EXCERPT
============================================================
What is your inspiration to continue doing what you are doing? What is the fuel that keeps you going?

This self-employed creative lifestyle is not for the faint of heart, that’s for sure. But I'm stubborn about doing what I have to do to keep my hope alive and to stay true to myself. I'm hungry for resonance and connection. Hungry to see what God can do through me if I stay out of my own way. I'm willing to chase the light. I get high on the possibility of finding people out there who are on my wavelength. The hope that my words will find them, touch them, move them. That is the risk I take, the risk I am addicted to and the one I will keep taking.

How does it make you feel when you are helping people heal?

I feel like I am living in my purpose. I feel like my struggles have all been worthwhile. I feel like my sensitive nature is a strength, not a weakness like I once thought.

What are your visions &/or goals?
============================================================
INFORMATION PROVIDED
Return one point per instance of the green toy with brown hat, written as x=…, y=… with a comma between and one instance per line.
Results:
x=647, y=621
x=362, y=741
============================================================
TO DO
- 1) In the interview, what did the speaker once believe their sensitive nature was?
- 2) Please list every feeling the speaker describes in the interview when answering how helping people heal makes them feel.

TASK-BY-TASK SOLUTIONS
- 1) A weakness.

- 2)
- Living in their purpose
- That their struggles have all been worthwhile
- That their sensitive nature is a strength, not a weakness